_RECORDS TO USE:_
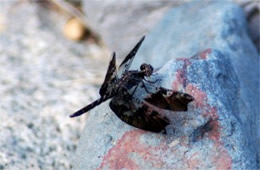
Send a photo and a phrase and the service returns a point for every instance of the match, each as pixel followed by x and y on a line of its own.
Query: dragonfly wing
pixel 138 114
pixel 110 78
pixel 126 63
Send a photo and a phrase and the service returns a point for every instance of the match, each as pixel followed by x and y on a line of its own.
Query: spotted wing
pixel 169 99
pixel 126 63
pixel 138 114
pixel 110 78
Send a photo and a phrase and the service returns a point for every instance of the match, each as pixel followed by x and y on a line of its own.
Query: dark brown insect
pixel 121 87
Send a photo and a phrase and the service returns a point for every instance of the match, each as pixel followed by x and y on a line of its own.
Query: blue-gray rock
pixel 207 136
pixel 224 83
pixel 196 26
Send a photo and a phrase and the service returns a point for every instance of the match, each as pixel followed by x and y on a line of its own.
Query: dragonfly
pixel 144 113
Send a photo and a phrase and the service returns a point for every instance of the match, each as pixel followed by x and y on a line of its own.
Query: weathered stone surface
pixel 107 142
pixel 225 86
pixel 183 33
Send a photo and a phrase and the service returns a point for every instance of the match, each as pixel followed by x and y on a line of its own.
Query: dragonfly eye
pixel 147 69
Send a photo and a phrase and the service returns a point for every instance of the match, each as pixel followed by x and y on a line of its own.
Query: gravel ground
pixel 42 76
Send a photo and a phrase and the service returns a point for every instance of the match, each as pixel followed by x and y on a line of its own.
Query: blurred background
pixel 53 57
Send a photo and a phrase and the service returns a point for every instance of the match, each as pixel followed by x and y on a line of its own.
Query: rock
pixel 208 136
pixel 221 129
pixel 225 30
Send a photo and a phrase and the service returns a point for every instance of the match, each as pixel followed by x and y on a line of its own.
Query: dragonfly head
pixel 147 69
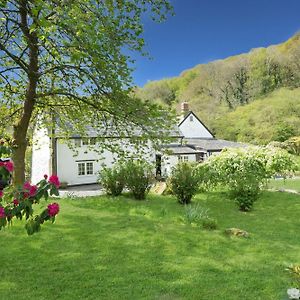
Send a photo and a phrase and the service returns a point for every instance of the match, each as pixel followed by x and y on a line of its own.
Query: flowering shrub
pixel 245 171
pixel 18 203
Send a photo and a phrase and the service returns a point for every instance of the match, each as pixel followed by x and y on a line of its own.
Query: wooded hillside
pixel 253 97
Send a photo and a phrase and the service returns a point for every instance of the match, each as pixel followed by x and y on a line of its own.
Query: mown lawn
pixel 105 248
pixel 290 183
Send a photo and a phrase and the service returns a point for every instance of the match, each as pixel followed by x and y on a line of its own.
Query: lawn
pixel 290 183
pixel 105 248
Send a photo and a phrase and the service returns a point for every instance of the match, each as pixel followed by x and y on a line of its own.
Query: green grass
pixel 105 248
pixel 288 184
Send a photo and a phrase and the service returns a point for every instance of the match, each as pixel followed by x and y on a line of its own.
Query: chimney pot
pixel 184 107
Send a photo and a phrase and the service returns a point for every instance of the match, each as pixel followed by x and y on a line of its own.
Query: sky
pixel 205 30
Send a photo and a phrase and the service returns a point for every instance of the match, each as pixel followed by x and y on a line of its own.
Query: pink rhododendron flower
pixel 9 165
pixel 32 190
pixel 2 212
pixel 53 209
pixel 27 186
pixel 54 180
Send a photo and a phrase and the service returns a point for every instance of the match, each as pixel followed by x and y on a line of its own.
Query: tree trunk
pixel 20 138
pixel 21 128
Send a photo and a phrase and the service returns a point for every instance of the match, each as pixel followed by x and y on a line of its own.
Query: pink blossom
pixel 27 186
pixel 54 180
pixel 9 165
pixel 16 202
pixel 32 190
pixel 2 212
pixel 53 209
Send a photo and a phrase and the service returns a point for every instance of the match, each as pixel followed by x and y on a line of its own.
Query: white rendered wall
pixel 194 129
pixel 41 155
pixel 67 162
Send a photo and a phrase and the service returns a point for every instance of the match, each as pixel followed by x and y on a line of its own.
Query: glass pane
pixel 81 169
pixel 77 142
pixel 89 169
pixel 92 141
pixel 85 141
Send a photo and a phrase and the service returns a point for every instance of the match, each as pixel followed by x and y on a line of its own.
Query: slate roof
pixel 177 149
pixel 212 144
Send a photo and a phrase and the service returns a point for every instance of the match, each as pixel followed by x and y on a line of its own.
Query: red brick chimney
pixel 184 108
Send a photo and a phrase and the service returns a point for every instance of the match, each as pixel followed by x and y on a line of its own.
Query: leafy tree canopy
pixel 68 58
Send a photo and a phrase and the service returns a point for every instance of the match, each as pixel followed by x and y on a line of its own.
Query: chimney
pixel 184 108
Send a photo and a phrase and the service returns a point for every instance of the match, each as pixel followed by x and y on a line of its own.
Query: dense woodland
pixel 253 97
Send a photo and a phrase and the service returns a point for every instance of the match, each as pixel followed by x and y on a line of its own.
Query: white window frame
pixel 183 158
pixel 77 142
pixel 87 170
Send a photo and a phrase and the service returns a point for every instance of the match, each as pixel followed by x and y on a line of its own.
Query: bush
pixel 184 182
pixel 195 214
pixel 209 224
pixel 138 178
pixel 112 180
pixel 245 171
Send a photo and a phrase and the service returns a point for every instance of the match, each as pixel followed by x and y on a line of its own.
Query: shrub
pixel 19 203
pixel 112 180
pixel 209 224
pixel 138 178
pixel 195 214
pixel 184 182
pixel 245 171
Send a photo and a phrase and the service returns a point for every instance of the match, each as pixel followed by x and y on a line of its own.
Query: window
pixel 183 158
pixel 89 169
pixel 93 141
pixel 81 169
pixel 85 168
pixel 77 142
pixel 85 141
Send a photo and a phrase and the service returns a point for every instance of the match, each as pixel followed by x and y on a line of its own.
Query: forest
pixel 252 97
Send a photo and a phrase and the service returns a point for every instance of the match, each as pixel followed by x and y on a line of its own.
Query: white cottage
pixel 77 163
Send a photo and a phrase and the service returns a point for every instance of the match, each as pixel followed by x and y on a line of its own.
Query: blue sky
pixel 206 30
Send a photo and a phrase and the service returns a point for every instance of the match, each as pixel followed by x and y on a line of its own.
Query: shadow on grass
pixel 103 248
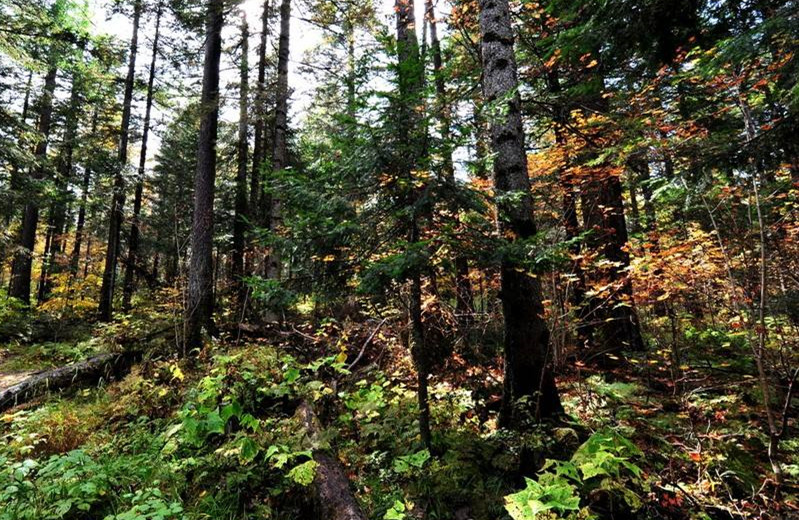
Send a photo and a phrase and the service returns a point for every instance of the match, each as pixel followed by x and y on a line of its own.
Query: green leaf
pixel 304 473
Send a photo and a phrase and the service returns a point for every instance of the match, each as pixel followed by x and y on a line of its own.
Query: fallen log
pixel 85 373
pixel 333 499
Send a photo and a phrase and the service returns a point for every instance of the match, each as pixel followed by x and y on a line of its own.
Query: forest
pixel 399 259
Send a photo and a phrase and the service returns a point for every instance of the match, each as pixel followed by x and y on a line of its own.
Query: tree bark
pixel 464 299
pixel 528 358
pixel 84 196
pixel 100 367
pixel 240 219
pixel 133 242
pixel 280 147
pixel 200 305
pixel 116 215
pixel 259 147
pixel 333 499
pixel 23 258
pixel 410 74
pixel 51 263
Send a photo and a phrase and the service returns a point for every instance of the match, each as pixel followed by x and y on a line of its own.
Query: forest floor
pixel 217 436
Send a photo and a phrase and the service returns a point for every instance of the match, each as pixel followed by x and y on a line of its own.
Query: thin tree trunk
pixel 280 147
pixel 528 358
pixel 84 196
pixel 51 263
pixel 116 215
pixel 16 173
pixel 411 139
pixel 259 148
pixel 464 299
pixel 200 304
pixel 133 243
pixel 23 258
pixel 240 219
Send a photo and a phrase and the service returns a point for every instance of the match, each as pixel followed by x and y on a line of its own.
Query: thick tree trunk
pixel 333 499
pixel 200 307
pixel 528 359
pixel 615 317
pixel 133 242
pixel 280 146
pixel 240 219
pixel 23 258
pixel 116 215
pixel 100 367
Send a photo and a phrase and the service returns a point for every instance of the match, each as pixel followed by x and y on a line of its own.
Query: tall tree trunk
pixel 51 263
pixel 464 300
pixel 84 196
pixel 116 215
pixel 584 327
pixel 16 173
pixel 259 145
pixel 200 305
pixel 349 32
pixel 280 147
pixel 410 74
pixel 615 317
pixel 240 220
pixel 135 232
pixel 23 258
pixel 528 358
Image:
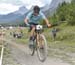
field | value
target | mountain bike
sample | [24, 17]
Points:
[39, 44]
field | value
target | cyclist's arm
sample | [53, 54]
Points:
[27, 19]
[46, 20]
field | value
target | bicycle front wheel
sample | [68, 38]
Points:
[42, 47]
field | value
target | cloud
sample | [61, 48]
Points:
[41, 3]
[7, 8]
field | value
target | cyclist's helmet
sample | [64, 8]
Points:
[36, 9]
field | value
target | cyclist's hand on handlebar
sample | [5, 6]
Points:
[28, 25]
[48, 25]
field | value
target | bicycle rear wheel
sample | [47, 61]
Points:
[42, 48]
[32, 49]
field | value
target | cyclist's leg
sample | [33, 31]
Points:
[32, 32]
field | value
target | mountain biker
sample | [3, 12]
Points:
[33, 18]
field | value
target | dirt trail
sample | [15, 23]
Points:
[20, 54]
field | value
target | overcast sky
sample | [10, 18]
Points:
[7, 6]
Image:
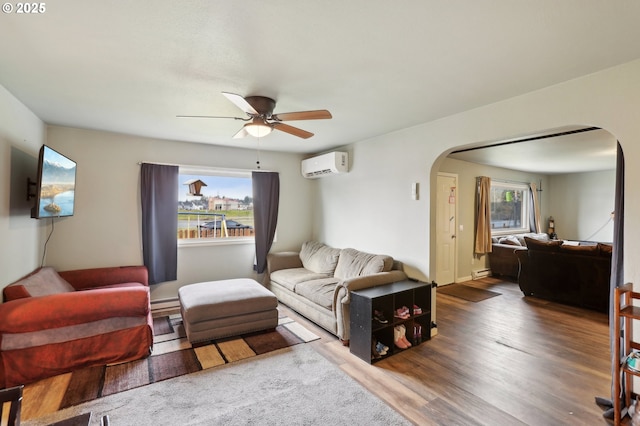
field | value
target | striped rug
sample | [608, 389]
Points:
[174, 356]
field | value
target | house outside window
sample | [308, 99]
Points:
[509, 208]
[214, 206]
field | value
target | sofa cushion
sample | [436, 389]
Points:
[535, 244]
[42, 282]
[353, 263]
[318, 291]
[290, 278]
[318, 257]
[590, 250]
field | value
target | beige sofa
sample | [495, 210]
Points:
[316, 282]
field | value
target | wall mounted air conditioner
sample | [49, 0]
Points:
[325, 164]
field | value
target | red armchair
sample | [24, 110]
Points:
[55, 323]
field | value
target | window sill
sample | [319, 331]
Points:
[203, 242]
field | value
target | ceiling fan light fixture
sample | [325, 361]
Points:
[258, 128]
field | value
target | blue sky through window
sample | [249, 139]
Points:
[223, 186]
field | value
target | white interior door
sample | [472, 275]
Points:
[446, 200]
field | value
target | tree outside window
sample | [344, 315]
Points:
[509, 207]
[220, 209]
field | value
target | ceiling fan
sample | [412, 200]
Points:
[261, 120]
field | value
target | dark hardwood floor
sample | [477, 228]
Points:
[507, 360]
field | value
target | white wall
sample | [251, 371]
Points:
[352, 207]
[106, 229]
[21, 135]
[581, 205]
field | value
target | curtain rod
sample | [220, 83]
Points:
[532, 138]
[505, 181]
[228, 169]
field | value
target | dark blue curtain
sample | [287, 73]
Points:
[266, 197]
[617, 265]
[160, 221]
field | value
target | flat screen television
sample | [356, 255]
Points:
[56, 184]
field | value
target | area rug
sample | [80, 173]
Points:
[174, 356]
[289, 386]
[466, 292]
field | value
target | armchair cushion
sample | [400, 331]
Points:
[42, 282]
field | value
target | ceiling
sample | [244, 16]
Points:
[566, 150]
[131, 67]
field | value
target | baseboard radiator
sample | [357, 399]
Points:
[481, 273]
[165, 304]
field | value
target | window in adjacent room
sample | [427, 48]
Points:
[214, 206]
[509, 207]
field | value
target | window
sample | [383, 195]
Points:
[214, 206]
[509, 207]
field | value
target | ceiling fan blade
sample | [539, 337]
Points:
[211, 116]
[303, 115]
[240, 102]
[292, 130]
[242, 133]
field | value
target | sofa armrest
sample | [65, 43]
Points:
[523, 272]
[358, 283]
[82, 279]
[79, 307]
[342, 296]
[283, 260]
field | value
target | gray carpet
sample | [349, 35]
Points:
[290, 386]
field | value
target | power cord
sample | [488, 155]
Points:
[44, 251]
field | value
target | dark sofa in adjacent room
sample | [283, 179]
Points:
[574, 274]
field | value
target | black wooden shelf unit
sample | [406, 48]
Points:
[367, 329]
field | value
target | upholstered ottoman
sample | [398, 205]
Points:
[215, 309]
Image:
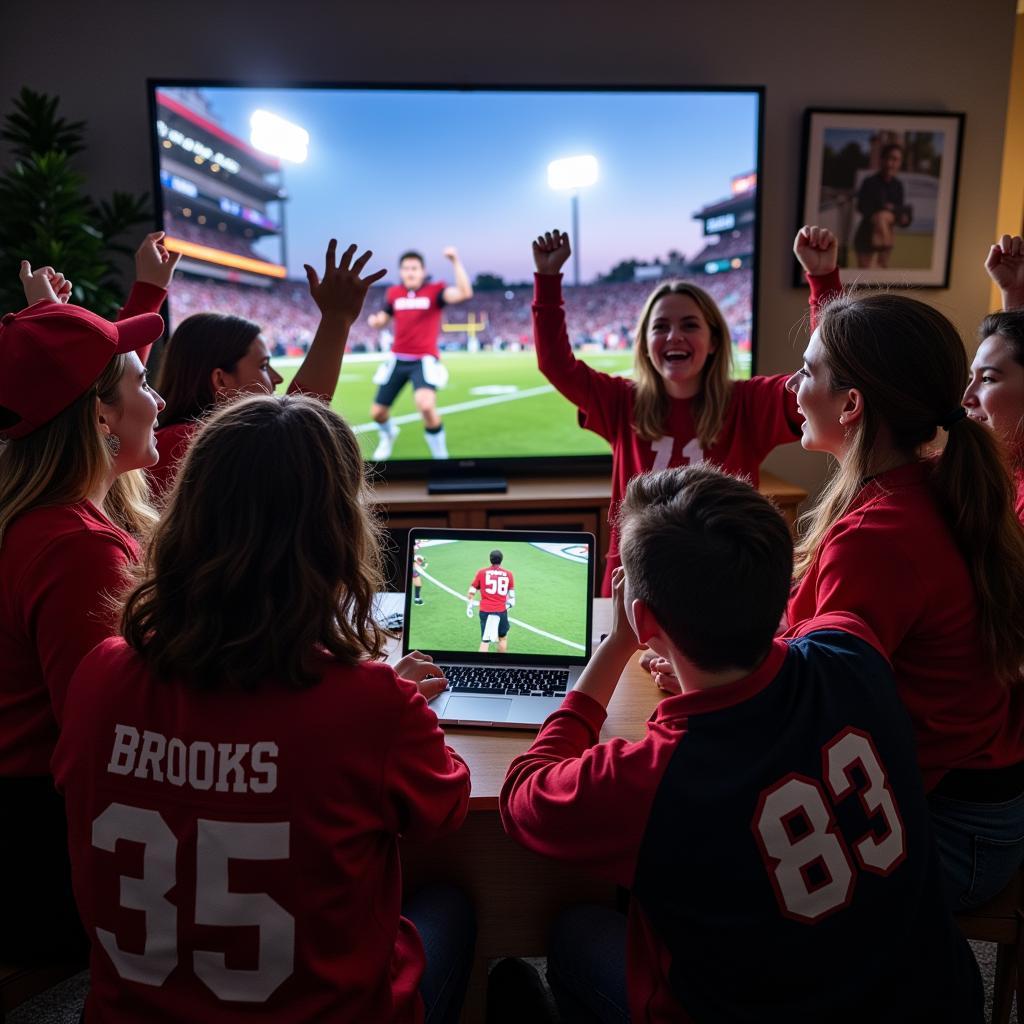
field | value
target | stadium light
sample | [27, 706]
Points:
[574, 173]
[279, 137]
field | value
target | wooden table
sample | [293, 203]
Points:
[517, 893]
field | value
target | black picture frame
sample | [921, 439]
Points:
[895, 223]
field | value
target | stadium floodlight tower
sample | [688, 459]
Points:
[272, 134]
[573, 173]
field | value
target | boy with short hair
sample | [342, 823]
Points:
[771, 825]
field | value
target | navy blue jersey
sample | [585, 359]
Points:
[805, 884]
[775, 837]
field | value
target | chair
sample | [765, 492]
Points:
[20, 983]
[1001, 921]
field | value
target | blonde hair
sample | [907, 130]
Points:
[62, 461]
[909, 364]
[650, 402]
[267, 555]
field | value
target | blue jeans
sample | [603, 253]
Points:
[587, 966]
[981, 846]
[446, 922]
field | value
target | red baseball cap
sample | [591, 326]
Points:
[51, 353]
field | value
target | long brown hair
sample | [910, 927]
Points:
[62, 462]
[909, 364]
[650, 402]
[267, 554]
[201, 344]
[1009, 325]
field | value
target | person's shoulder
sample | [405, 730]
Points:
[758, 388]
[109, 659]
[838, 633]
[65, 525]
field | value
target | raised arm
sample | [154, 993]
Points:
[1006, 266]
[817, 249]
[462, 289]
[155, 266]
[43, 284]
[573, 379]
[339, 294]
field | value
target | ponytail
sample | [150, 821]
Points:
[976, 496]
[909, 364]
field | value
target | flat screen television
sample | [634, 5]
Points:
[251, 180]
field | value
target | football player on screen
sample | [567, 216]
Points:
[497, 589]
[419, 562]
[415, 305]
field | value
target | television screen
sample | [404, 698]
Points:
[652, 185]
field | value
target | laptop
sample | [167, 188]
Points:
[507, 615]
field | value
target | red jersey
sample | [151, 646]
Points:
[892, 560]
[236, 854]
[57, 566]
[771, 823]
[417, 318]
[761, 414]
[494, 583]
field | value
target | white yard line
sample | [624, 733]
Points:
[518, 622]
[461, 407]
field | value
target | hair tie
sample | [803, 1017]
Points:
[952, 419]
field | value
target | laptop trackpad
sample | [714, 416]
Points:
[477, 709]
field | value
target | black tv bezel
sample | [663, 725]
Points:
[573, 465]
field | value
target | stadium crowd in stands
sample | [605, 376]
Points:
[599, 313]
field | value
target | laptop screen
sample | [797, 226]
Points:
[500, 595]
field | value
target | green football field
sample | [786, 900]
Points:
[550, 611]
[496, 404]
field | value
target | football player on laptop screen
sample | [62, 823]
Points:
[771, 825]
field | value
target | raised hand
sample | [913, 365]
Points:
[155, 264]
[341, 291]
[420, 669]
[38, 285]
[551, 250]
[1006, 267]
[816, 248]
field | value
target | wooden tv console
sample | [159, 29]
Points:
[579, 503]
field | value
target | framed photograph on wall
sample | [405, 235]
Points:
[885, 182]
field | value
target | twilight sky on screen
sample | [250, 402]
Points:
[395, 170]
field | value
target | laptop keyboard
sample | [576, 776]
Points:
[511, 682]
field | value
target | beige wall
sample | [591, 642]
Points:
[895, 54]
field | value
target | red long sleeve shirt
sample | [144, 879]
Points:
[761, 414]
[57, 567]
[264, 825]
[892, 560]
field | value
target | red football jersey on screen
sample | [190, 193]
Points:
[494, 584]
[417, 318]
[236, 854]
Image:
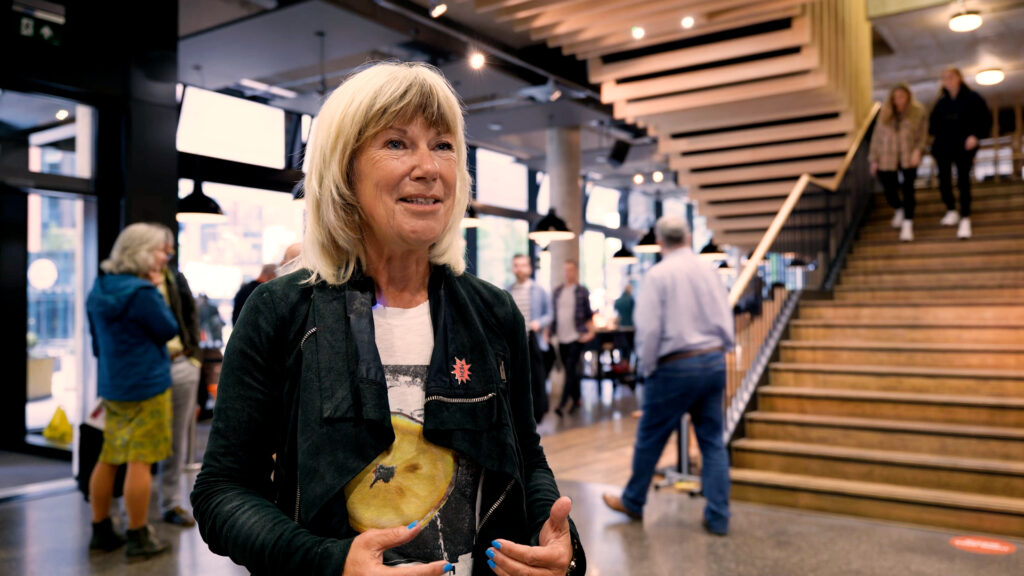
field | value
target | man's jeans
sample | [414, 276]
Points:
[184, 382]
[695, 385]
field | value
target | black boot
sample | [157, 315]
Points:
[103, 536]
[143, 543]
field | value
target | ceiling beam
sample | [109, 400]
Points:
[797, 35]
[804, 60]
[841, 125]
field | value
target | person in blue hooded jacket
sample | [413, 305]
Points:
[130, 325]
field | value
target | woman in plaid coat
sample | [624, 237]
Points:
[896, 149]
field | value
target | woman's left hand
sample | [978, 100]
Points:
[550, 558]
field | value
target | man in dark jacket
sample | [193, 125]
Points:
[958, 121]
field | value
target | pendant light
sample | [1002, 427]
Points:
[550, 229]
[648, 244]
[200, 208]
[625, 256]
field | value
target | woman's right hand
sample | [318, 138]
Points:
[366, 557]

_TASK INSTRUCTIONS:_
Where the listing above has a line with "target | person's shoulder", start there, and output every line exactly through the line with "target | red jersey", which is also included.

_RESPONSE TO THE TASK:_
target | person's shoulder
sample | [405, 730]
Points:
[758, 388]
[109, 659]
[838, 633]
[65, 525]
field | value
target | raised arm
sample | [154, 993]
Points:
[1006, 266]
[817, 249]
[462, 289]
[155, 266]
[43, 284]
[573, 379]
[339, 294]
field | value
target | ponytail
sample | [150, 821]
Points:
[976, 496]
[909, 364]
field | value
target | flat screen television
sample | [634, 5]
Points:
[251, 180]
field | value
target | football player on screen
sample | [567, 216]
Points:
[497, 589]
[419, 562]
[415, 305]
field | value
target | television screen
sample | [404, 698]
Points:
[652, 185]
field | value
target | laptop
sample | [167, 188]
Points:
[507, 615]
field | value
target | red jersey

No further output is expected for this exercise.